Object point labels
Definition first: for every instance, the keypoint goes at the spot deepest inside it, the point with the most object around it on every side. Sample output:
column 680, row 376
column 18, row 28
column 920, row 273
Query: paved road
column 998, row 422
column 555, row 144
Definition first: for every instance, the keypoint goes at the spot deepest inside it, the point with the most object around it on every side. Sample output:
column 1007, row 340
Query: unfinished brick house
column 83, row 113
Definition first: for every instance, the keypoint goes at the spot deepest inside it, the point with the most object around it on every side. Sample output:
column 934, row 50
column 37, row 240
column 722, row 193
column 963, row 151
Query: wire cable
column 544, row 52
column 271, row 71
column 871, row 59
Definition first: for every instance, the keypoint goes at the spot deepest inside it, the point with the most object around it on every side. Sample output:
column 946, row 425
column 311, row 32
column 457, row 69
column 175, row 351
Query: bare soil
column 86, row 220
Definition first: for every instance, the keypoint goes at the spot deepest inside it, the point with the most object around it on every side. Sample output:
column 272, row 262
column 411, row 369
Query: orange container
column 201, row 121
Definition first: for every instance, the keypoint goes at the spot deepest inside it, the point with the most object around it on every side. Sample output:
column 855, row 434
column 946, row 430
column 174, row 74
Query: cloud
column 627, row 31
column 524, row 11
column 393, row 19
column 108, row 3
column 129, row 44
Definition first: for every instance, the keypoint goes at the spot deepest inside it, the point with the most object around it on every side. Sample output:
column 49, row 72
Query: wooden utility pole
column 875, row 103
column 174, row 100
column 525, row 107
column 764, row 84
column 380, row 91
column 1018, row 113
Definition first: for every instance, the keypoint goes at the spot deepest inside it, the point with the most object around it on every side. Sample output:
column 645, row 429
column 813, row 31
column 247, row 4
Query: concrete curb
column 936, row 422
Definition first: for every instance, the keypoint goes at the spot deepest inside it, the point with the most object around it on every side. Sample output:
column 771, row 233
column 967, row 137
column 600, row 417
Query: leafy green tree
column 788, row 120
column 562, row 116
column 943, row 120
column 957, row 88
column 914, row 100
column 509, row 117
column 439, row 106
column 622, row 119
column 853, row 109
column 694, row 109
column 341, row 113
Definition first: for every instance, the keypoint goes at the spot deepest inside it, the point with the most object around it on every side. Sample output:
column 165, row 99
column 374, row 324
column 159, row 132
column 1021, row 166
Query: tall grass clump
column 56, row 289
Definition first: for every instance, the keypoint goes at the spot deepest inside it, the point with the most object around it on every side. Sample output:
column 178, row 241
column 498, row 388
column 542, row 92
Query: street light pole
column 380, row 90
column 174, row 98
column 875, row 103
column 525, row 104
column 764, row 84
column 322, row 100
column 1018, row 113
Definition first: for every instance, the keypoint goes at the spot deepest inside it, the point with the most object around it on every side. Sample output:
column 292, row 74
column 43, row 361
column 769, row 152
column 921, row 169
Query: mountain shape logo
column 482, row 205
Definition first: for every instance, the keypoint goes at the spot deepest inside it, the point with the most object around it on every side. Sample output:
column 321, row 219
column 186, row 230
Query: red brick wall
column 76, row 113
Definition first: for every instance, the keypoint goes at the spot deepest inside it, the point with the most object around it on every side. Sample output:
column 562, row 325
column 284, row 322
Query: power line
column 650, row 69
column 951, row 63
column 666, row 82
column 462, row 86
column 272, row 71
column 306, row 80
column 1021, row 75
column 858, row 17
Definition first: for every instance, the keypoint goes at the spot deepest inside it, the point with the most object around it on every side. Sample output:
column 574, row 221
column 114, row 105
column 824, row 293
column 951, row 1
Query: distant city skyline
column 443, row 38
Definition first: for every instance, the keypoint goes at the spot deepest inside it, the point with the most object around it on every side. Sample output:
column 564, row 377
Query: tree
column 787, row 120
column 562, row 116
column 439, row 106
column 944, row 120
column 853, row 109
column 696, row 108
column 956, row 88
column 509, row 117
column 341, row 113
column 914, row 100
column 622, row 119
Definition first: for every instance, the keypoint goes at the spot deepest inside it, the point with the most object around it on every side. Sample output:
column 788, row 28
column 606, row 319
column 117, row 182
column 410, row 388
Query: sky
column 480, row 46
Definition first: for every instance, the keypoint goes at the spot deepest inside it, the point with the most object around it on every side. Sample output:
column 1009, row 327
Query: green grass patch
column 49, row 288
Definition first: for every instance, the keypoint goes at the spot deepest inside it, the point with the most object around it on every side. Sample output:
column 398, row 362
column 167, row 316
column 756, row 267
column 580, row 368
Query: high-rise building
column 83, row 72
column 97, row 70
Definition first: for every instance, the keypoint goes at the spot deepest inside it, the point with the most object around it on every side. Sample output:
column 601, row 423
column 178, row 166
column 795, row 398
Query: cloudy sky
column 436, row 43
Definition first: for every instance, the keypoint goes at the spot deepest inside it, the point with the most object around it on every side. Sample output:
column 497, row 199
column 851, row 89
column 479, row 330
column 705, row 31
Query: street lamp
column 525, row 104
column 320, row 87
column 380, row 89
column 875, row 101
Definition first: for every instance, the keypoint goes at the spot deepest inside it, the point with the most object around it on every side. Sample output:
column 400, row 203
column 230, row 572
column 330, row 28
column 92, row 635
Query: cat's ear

=== TASK INSTRUCTIONS ===
Write down every line of the data exactly as it appears above.

=== THE RESPONSE ===
Definition first: for every instance, the keypoint goes at the spot deepest inside it, the point with the most object around it on every side. Sample output:
column 680, row 376
column 18, row 28
column 920, row 273
Query: paved road
column 998, row 422
column 555, row 144
Definition first: for every instance, the keypoint goes at the spot deepest inside it, the point with the most object around it on every side. Sample output:
column 1007, row 340
Query: unfinished brick house
column 83, row 113
Definition first: for every instance, the keypoint goes at the spot deepest inside it, the point with the most object around it on every side. Sample output:
column 934, row 50
column 37, row 240
column 722, row 193
column 963, row 151
Query: wire cable
column 544, row 52
column 271, row 71
column 871, row 59
Definition first: for every instance, the keypoint goes at the spot deepest inside it, the point with the most object around it on every side. Sample output:
column 946, row 425
column 311, row 32
column 457, row 69
column 175, row 351
Query: bare soil
column 86, row 220
Definition first: for every instance, the keypoint goes at the spot deepest inside it, the point with the most object around it on every side. Sample output:
column 272, row 262
column 411, row 369
Query: orange container
column 201, row 121
Definition first: for every instance, the keypoint goes at the spot deepest inside it, the point with the most object around it on every side. Sample output:
column 855, row 434
column 946, row 430
column 174, row 74
Query: cloud
column 627, row 31
column 524, row 11
column 393, row 19
column 108, row 3
column 129, row 44
Definition first: for every instance, the keypoint goes at the spot deepest inside it, the point with the most object around it on every side. Sample output:
column 49, row 72
Query: wooden utility pole
column 875, row 103
column 174, row 100
column 525, row 107
column 764, row 84
column 380, row 91
column 1018, row 113
Definition first: for every instance, the keypoint goes at the spot deepest inside it, the point with the most object around it on every side. Sample output:
column 645, row 429
column 813, row 31
column 247, row 4
Query: concrete curb
column 936, row 422
Definition first: for every instance, the keypoint goes at the spot deepest inside it, the point with the most object around it on every side. Sample output:
column 771, row 233
column 967, row 137
column 600, row 417
Query: leafy green tree
column 788, row 120
column 562, row 116
column 943, row 120
column 957, row 88
column 914, row 100
column 509, row 117
column 439, row 106
column 622, row 119
column 853, row 109
column 694, row 109
column 341, row 113
Definition first: for every instance, the keypoint goes at the spot deepest inside it, the point with the most object around it on every side. Sample output:
column 165, row 99
column 374, row 324
column 159, row 132
column 1021, row 166
Query: tall grass clump
column 56, row 289
Definition first: for every instance, the keypoint goes at the spot deepest inside it, the point with the most object around it on every side. Sample output:
column 178, row 241
column 498, row 388
column 542, row 92
Query: street light pole
column 380, row 90
column 174, row 98
column 875, row 103
column 525, row 104
column 764, row 84
column 322, row 100
column 1018, row 113
Definition first: for every instance, the keypoint goes at the spot deepest inside it, the point with the most object around it on every side. Sample output:
column 292, row 74
column 43, row 361
column 769, row 152
column 921, row 169
Query: mountain shape logo
column 482, row 205
Definition first: for every instance, the keypoint goes at the spot deepest inside it, the point with the most object around it on every side. Sample output:
column 321, row 219
column 186, row 230
Query: red brick wall
column 76, row 113
Definition first: for every instance, the keypoint goes at the spot deepest inside it, the point with the most object around it on every side. Sample output:
column 562, row 325
column 284, row 322
Query: power line
column 650, row 69
column 951, row 63
column 666, row 82
column 462, row 86
column 272, row 71
column 306, row 80
column 1021, row 75
column 858, row 17
Definition first: for every instance, the keypoint goes at the spot deepest inside it, the point with the most object around it on every side. Sample output:
column 574, row 221
column 114, row 105
column 824, row 293
column 951, row 1
Query: distant city skyline
column 443, row 38
Definition first: for every instance, the keypoint goes at the spot deepest inside it, the point with the most object around it on every side. Sample output:
column 564, row 377
Query: tree
column 787, row 120
column 562, row 116
column 439, row 106
column 944, row 120
column 853, row 109
column 696, row 108
column 956, row 88
column 509, row 117
column 341, row 113
column 914, row 100
column 622, row 119
Definition first: for every instance, the keypoint goes at the spot deepest inside it, the point with the most object around it on every side. Sample output:
column 788, row 28
column 606, row 319
column 117, row 182
column 410, row 388
Query: sky
column 480, row 46
Definition first: for every instance, the keypoint goes at the spot deepest inside it, the point with the most object around it on every side. Sample output:
column 1009, row 327
Query: green grass patch
column 49, row 288
Definition first: for every instance, the keypoint goes at the spot deepest inside it, the point with the most object around it on every side. Sample output:
column 398, row 362
column 167, row 316
column 756, row 267
column 580, row 368
Query: high-rise building
column 83, row 72
column 97, row 70
Definition first: for every instance, the keypoint goes at the spot deepest inside it, the point with the most object around it on every side. Sample output:
column 601, row 423
column 178, row 166
column 795, row 398
Query: cloudy sky
column 436, row 43
Definition first: for every instance, the keypoint goes at the spot deepest inside it, the point with the most object around it on every side. Sample output:
column 497, row 199
column 851, row 89
column 479, row 330
column 705, row 31
Query: street lamp
column 525, row 104
column 320, row 87
column 380, row 89
column 875, row 101
Definition first: for every instance, the keypoint goes at the spot deepest inside it, the point with the most object around it on every side. Sample output:
column 400, row 203
column 230, row 572
column 330, row 28
column 92, row 635
Query: cat's ear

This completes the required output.